AIM OF THE EXERCISE
Update the lines below by replacing "even-odd fill rule" with "nonzero winding rule" at every occurrence, leaving everything else unchanged.

___

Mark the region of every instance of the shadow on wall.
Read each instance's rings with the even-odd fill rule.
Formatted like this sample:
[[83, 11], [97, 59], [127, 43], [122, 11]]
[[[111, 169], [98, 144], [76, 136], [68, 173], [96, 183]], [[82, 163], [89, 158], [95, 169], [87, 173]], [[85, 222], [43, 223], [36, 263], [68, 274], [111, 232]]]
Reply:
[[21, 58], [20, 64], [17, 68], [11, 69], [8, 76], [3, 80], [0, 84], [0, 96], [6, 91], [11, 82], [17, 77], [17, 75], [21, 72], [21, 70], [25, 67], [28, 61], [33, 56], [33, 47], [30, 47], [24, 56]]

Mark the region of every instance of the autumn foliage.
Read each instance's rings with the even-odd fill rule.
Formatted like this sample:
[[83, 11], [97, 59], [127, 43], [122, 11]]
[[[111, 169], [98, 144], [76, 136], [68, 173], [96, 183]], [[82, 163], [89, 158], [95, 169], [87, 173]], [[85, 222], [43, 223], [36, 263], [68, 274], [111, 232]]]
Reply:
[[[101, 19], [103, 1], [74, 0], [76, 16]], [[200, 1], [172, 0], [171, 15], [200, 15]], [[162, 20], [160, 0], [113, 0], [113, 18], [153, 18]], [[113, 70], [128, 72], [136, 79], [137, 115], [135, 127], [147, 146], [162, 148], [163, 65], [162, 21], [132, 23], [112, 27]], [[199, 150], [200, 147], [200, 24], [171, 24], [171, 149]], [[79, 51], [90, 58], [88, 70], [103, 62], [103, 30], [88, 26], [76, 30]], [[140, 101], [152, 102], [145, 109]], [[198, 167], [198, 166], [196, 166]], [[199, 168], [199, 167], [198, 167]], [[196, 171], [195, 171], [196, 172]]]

___

EXERCISE RESPONSE
Mark the region of every instance of the shadow on wall.
Read each instance's rings with the nonzero winding rule.
Formatted like this sample:
[[83, 11], [97, 59], [127, 43], [122, 11]]
[[[111, 169], [98, 144], [76, 136], [68, 173], [96, 183]], [[82, 163], [89, 158], [95, 169], [87, 173]], [[85, 222], [43, 223], [36, 263], [68, 274], [111, 232]]]
Reply:
[[21, 58], [20, 64], [17, 68], [11, 69], [8, 76], [3, 80], [0, 84], [0, 96], [6, 91], [11, 82], [17, 77], [17, 75], [21, 72], [21, 70], [25, 67], [28, 61], [33, 56], [33, 47], [30, 47], [24, 56]]

Mark the region of every instance of the autumn foliage.
Read each instance's rings with the nonzero winding rule.
Formatted like this sample:
[[83, 11], [97, 59], [127, 43], [122, 11]]
[[[111, 169], [98, 144], [76, 136], [68, 173], [96, 183]], [[82, 163], [89, 158], [95, 169], [87, 173]], [[85, 222], [43, 223], [36, 263], [68, 274], [111, 232]]]
Reply:
[[[101, 19], [103, 1], [74, 0], [76, 16]], [[200, 1], [172, 0], [171, 15], [200, 15]], [[162, 20], [160, 0], [113, 0], [113, 18], [153, 18]], [[113, 70], [128, 72], [136, 79], [137, 115], [135, 127], [147, 146], [162, 148], [163, 65], [162, 21], [132, 23], [112, 27]], [[199, 150], [200, 147], [200, 24], [171, 24], [171, 149]], [[79, 51], [90, 58], [88, 70], [103, 62], [103, 30], [88, 26], [76, 30]], [[140, 101], [152, 102], [145, 109]], [[198, 167], [198, 166], [196, 166]], [[199, 168], [199, 167], [198, 167]], [[196, 171], [195, 171], [196, 172]]]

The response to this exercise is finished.